Please go through the lines below and switch every "formatted as" to "written as", keeping everything else the same.

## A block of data
= = = = =
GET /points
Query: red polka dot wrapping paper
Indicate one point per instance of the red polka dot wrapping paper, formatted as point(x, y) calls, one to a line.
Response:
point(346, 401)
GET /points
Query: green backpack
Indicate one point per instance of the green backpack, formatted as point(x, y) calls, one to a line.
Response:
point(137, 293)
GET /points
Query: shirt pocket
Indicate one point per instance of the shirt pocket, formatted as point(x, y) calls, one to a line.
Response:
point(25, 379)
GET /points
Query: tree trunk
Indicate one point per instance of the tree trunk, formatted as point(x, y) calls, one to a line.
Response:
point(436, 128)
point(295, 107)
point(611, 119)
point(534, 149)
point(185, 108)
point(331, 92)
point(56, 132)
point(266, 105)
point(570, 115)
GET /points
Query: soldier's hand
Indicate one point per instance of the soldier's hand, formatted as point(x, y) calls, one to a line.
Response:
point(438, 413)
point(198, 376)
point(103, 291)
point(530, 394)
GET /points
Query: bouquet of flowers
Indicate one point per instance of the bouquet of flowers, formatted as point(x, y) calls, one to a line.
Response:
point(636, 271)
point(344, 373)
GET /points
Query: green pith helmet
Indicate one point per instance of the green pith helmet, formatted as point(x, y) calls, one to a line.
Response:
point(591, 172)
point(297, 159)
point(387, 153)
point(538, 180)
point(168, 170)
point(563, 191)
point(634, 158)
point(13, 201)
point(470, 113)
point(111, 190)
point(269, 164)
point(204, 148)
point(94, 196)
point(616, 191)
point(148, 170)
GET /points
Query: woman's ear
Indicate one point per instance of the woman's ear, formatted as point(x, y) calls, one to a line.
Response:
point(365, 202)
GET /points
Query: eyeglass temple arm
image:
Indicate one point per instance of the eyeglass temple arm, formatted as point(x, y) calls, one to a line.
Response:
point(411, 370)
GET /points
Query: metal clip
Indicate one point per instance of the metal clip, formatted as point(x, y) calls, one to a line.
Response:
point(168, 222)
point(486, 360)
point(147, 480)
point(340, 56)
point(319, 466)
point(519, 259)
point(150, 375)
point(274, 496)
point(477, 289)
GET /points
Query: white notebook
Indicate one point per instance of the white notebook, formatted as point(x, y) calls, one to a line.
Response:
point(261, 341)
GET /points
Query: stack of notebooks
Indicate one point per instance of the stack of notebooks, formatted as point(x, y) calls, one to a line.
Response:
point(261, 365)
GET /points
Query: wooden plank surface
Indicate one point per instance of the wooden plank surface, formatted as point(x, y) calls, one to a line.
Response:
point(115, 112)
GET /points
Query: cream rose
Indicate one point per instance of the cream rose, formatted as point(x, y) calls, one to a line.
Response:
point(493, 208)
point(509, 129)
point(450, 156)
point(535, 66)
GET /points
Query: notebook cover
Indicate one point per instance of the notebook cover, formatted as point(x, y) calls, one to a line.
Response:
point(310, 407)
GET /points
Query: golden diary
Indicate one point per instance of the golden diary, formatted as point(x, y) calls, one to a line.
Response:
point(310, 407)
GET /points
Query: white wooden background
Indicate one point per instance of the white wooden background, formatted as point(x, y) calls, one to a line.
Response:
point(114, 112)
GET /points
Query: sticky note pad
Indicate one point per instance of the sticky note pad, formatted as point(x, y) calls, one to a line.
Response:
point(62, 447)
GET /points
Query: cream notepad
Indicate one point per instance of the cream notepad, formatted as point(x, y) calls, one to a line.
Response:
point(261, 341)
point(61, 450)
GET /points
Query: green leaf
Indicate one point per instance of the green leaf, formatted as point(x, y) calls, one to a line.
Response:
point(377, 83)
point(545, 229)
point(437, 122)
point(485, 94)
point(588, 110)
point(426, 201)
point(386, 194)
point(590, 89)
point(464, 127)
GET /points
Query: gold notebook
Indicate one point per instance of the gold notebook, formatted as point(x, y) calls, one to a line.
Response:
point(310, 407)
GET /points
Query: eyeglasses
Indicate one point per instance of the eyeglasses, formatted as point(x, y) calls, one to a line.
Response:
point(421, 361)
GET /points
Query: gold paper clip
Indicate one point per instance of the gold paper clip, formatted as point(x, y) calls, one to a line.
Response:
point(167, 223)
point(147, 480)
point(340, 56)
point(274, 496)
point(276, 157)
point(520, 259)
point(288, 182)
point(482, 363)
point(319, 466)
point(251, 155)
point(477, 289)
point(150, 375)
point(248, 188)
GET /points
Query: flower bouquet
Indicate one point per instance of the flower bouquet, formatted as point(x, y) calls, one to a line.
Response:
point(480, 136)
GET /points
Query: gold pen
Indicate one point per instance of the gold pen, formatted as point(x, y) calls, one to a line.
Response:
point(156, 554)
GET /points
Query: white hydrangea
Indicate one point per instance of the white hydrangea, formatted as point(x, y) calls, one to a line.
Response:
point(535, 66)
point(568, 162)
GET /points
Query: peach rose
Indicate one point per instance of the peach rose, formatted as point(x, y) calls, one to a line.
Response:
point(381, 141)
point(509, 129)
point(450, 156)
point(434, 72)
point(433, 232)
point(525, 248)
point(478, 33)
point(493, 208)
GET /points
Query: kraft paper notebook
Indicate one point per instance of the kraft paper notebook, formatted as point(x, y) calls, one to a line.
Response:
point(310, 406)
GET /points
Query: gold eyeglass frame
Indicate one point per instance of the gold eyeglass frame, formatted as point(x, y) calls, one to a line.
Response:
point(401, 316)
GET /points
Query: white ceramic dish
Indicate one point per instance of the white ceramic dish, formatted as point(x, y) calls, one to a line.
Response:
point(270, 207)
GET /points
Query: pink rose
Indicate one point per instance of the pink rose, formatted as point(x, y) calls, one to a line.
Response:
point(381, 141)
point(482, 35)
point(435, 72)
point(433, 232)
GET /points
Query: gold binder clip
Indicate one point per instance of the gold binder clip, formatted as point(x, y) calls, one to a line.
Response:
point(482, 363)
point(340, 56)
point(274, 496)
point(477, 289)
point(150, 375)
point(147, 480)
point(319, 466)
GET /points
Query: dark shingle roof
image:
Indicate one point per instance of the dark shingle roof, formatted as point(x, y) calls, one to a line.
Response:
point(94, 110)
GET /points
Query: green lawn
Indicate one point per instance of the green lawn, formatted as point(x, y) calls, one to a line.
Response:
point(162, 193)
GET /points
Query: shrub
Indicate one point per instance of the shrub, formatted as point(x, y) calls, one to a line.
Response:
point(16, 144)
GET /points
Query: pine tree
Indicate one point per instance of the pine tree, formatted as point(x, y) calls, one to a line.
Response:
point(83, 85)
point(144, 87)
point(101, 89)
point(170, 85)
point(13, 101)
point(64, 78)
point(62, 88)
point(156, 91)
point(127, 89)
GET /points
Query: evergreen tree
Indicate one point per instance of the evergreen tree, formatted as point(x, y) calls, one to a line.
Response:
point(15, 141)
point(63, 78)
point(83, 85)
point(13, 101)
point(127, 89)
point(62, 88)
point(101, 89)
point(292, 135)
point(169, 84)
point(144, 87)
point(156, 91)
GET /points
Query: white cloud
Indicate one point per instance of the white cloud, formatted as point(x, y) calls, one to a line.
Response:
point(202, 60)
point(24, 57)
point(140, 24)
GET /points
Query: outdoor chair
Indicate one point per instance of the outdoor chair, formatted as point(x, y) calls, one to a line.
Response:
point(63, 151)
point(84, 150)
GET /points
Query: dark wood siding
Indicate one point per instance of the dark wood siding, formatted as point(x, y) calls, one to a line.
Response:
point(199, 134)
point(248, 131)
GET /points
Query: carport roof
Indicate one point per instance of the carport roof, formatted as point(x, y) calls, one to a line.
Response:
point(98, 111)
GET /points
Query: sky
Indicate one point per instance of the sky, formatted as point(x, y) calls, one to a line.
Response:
= = = = =
## WRITTEN SOLUTION
GET /points
Query: red polka dot wrapping paper
Indicate one point per instance of the red polka dot wrapping paper, written as point(x, y) calls, one to a line.
Response:
point(346, 401)
GET /points
Query: green backpack
Indicate one point per instance of the green backpack, written as point(x, y) calls, one to a line.
Response:
point(137, 293)
GET /points
Query: shirt pocket
Indicate one point per instance of the shirt pocket, written as point(x, y) calls, one to a line.
Response:
point(25, 379)
GET /points
Query: tree trunk
Indicate one point per instance of the tree trunk, written as point(x, y) calls, one to a line.
Response:
point(436, 128)
point(295, 107)
point(611, 119)
point(534, 149)
point(185, 108)
point(331, 92)
point(56, 132)
point(266, 105)
point(570, 115)
GET /points
Query: soldier's hand
Indicate one point per instance of the soldier's hand, written as point(x, y) calls, one to a line.
Response:
point(438, 413)
point(198, 376)
point(103, 291)
point(530, 394)
GET /points
Query: bouquet of flowers
Indicate one point per instance of the bouquet of flowers, written as point(x, y) calls, one to a line.
Response:
point(636, 271)
point(344, 373)
GET /points
Query: green pith helmet
Indicate one point per instance of the green pith helmet, written as point(x, y) calls, one to a line.
Response:
point(591, 172)
point(297, 159)
point(387, 153)
point(538, 180)
point(168, 170)
point(563, 191)
point(634, 158)
point(13, 201)
point(470, 113)
point(111, 190)
point(269, 164)
point(204, 148)
point(94, 196)
point(616, 191)
point(148, 170)
GET /points
Query: woman's ear
Indicate one point per instance of the woman's ear, written as point(x, y) calls, one to a line.
Response:
point(365, 202)
GET /points
Query: eyeglass temple arm
image:
Indicate one point per instance of the eyeglass temple arm, written as point(x, y) calls, one to a line.
Response:
point(411, 370)
GET /points
Query: metal clip
Indicate one point per instance of the metal clip, written as point(x, y) calls, one to a line.
Response:
point(168, 222)
point(486, 360)
point(147, 480)
point(340, 56)
point(319, 466)
point(519, 259)
point(150, 375)
point(274, 496)
point(477, 289)
GET /points
Query: white notebook
Indicate one point per instance of the white notebook, written as point(x, y) calls, one to a line.
Response:
point(261, 341)
GET /points
Query: stack of notebooks
Indicate one point per instance of the stack of notebooks, written as point(x, y) calls, one to a line.
Response:
point(261, 365)
GET /points
Query: wooden plank surface
Indicate one point per instance of the wooden plank surface, written as point(x, y) calls, one to a line.
Response:
point(115, 112)
GET /points
Query: cream rose
Indicate one point per instance of the cream rose, written as point(x, y) calls, one to a line.
Response:
point(493, 208)
point(509, 129)
point(450, 156)
point(535, 66)
GET /points
Query: notebook cover
Indicate one point per instance of the notebook cover, written as point(x, y) calls, one to a line.
Response:
point(310, 407)
GET /points
Query: golden diary
Indicate one point per instance of the golden diary, written as point(x, y) calls, one to a line.
Response:
point(310, 407)
GET /points
Query: white wooden background
Indicate one point per instance of the white wooden background, written as point(x, y) calls, one to a line.
Response:
point(114, 112)
GET /points
Query: sticky note pad
Indicate one point per instance of the sticky note pad, written as point(x, y) calls, one to a line.
Response:
point(62, 447)
GET /points
Query: cream notepad
Indicate one point per instance of the cream notepad, written as point(x, y) calls, one to a line.
Response:
point(261, 341)
point(61, 450)
GET /points
Query: green leaf
Indicate one point per instance of the green leaf, written as point(x, y) calls, one to a line.
Response:
point(377, 83)
point(545, 229)
point(437, 122)
point(485, 94)
point(588, 110)
point(426, 201)
point(386, 194)
point(590, 89)
point(464, 127)
GET /points
Query: gold notebook
Indicate one point per instance of the gold notebook, written as point(x, y) calls, one to a line.
Response:
point(310, 407)
GET /points
Query: eyeglasses
Indicate one point per instance of the eyeglasses, written as point(x, y) calls, one to a line.
Response:
point(421, 361)
GET /points
Query: gold paper clip
Indicate one point per instance of the gold paper clip, written as point(x, y) calls, one to a line.
Response:
point(167, 223)
point(147, 480)
point(340, 56)
point(274, 496)
point(276, 157)
point(520, 259)
point(288, 182)
point(482, 363)
point(319, 466)
point(251, 155)
point(477, 289)
point(150, 375)
point(248, 188)
GET /points
Query: flower bouquet
Indicate one point per instance of the flower bouquet, written as point(x, y) calls, one to a line.
Response:
point(480, 136)
GET /points
Query: gold pen
Indicate one point per instance of the gold pen, written as point(x, y) calls, one to a line.
Response:
point(156, 554)
GET /points
Query: white hydrangea
Indicate one point per instance of the white hydrangea, written as point(x, y) calls, one to a line.
Response:
point(535, 66)
point(568, 162)
GET /points
Query: peach rose
Indicate one point per instance of the peach rose, written as point(x, y) calls, one to a line.
Response:
point(381, 141)
point(509, 129)
point(450, 156)
point(434, 72)
point(433, 232)
point(525, 248)
point(478, 33)
point(493, 208)
GET /points
Query: kraft paper notebook
Indicate one point per instance of the kraft paper notebook, written as point(x, y) calls, one to a line.
Response:
point(310, 406)
GET /points
Query: gold eyeglass frame
Indicate one point per instance of the gold eyeglass frame, written as point(x, y) calls, one to a line.
Response:
point(401, 316)
GET /points
Query: white ceramic dish
Indicate one point per instance of the white ceramic dish, written as point(x, y) calls, one to a line.
Response:
point(270, 207)
GET /points
Query: pink rose
Indicate one point per instance of the pink rose, written as point(x, y) calls, one to a line.
Response:
point(381, 141)
point(482, 35)
point(435, 72)
point(433, 232)
GET /points
Query: gold binder clip
Indicate one point per instance of the gold binder clip, written as point(x, y) calls, one to a line.
Response:
point(482, 363)
point(340, 56)
point(274, 496)
point(477, 289)
point(150, 375)
point(147, 480)
point(319, 466)
GET /points
Query: dark shingle roof
image:
Indicate one point per instance of the dark shingle roof, written as point(x, y) calls, one to a line.
Response:
point(94, 110)
GET /points
Query: green lawn
Indicate one point per instance of the green lawn, written as point(x, y) calls, one to a line.
Response:
point(162, 193)
GET /points
Query: shrub
Indicate one point per instance of the shrub, written as point(x, y) calls, one to a line.
Response:
point(16, 144)
GET /points
Query: pine tree
Indicate one point per instance of the pine tree, written as point(x, y) calls, one to a line.
Response:
point(83, 85)
point(144, 87)
point(101, 89)
point(170, 85)
point(13, 101)
point(64, 78)
point(62, 88)
point(156, 91)
point(127, 89)
GET /points
Query: evergreen tree
Indicate one point per instance of the evergreen tree, written as point(x, y) calls, one to a line.
Response:
point(15, 141)
point(63, 78)
point(83, 85)
point(13, 101)
point(127, 89)
point(62, 88)
point(101, 89)
point(292, 135)
point(169, 84)
point(144, 87)
point(156, 91)
GET /points
Query: white cloud
Indicate one point per instance of the white cloud, written as point(x, y) calls, one to a line.
Response:
point(202, 60)
point(24, 57)
point(140, 24)
GET /points
Query: outdoor chair
Indicate one point per instance of the outdoor chair, written as point(x, y) calls, one to a line.
Response:
point(63, 151)
point(84, 150)
GET /points
Query: dark wood siding
Indicate one point per instance of the dark wood siding, written as point(x, y) calls, one to a line.
Response:
point(199, 134)
point(248, 131)
GET /points
Query: carport roof
Indicate one point per instance of the carport roof, written as point(x, y) calls, one to a line.
Response:
point(98, 111)
GET /points
Query: sky
Indicate one point per instance of the sky, written as point(x, y) calls, one to a line.
Response:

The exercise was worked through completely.